> What you will do:
Please quote each of the following records word for word.

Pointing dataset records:
--

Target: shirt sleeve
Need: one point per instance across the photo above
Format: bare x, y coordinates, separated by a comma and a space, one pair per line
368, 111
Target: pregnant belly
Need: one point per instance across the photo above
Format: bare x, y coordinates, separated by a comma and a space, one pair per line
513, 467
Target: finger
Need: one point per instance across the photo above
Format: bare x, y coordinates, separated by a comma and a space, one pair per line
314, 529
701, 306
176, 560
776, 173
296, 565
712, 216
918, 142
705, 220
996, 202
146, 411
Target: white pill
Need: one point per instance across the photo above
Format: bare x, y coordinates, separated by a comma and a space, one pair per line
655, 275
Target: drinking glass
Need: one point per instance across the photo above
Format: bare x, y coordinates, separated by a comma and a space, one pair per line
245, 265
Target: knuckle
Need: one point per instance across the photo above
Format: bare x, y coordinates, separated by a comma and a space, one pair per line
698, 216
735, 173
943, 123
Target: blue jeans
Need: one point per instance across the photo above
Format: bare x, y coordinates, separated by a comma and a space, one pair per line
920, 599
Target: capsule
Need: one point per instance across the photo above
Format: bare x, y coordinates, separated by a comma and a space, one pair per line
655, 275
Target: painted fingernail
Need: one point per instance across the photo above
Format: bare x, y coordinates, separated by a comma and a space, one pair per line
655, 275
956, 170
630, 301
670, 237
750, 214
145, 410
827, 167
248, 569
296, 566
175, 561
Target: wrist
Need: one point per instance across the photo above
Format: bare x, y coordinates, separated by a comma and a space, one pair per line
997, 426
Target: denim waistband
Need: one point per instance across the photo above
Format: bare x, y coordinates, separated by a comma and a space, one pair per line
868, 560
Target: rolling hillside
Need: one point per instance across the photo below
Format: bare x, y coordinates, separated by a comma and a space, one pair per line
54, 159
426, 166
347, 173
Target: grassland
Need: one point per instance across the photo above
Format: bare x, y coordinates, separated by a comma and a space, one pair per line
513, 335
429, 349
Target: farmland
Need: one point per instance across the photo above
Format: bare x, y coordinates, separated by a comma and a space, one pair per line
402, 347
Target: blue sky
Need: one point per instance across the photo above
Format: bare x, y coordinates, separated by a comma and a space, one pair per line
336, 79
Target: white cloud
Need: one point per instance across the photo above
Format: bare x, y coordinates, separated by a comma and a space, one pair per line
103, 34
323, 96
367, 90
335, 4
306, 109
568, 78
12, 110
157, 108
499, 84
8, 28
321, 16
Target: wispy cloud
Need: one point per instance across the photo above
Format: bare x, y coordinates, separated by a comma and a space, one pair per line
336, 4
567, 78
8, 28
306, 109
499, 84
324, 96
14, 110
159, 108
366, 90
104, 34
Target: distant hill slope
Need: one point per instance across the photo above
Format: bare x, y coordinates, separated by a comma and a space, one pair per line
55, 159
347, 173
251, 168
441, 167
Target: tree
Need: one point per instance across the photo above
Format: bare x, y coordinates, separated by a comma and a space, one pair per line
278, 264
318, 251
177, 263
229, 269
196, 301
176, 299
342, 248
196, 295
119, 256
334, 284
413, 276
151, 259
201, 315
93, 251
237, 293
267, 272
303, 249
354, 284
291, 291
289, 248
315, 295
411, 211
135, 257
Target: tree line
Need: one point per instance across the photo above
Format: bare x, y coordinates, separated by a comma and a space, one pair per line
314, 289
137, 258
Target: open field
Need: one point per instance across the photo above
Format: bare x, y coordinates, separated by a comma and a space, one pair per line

--

> The answer:
Target: shirt sleeve
Need: one point per instance across the photo above
Format: bare x, y coordinates, separated by a comma and a space, one pair per line
368, 111
Target: pregnant belly
Need: one point per instance across the photo above
Format: bare x, y coordinates, separated by a comma and a space, one pair per line
513, 467
Target: finger
Need: one point per instance across the photo above
Format: bare x, y coordinates, separated by a comma and a space, one pair per line
314, 529
701, 306
176, 560
776, 173
296, 565
712, 216
918, 142
705, 220
996, 202
146, 411
Target: white pill
Need: one point per instance across the photo above
Format: bare x, y coordinates, separated by a comma and a space, one pair per line
655, 275
Target: drinking glass
Need: one point per instance across the photo above
Format: bare x, y coordinates, separated by a comma and a space, one pair per line
245, 265
Target: knuckle
Need: one point per instance across the photo above
Format: bare x, y coordinates, separated by a comma and a space, one pair per line
698, 216
735, 173
943, 123
Target: blue jeans
Need: one point per instance across the photo above
Format: bare x, y coordinates, separated by a comma and a space, one pair per line
920, 599
Target: capsule
Need: one point per instance across the photo above
Format: bare x, y coordinates, separated by a comma and a space, one pair per line
655, 275
Target: painted fingernail
Need: one point per instance across the photo above
Format: bare x, y coordinates, separated by a comma and a space, one pair per line
655, 275
956, 170
630, 301
670, 237
750, 214
145, 410
827, 167
248, 569
296, 566
175, 561
Target: wrist
Need: one point per instance across the photo above
Format: bare x, y coordinates, separated by a comma and a space, one pair per line
997, 426
Target: denim waistband
Need: one point per instance across the photo above
Format: bare x, y coordinates, separated by a comma and a space, one pair per line
868, 560
Target: rolling hillside
Need: one point per instance across the photo below
Format: bare x, y coordinates, separated by a comma and a space, one pair per line
54, 159
426, 166
347, 173
Target: grassland
Need: one point per instance across the photo above
Format: bare x, y coordinates, separated by a comma and a space, one pair per line
513, 335
429, 349
Target: farmland
Need: one point per instance across the photo above
Format: bare x, y coordinates, separated by a comma and a space, one pair per line
402, 347
Target: blue sky
Need: one point per instance across the photo above
Format: bare x, y coordinates, separated by a comma and a space, one pair per line
336, 79
Target: white cloud
Need: one point per instance across the photo above
Format: bare x, y coordinates, separated by a comma and a space, one pair per line
103, 34
323, 96
367, 90
335, 4
306, 109
568, 78
12, 110
157, 108
499, 84
8, 28
321, 16
Target: wispy cloud
Need: one point per instance across the photo above
Format: bare x, y coordinates, separated by a comma and a space, one pair per line
336, 4
567, 78
8, 28
306, 109
499, 84
324, 96
14, 110
159, 108
366, 90
104, 34
Target: distant hill slope
Need: one point per instance across the photo above
Format: bare x, y coordinates, separated by a comma and a space, one pair per line
55, 159
347, 173
251, 168
441, 167
Target: tree
Need: one point per instance across the photo above
Format: bare x, y coordinates, separated by a comma and a space, one pair per line
278, 264
318, 251
177, 263
229, 269
196, 301
176, 299
342, 248
196, 295
119, 256
334, 284
413, 276
151, 259
201, 315
93, 251
237, 293
267, 272
303, 249
354, 284
291, 291
289, 248
315, 295
411, 211
135, 257
Target: tree line
Need: one point per instance across the photo above
Format: bare x, y coordinates, separated by a comma and a space, one pair per line
314, 289
137, 258
Target: open field
Need: one point per instance across the photo above
Format: bare x, y coordinates, separated by a comma and a space, one pair per line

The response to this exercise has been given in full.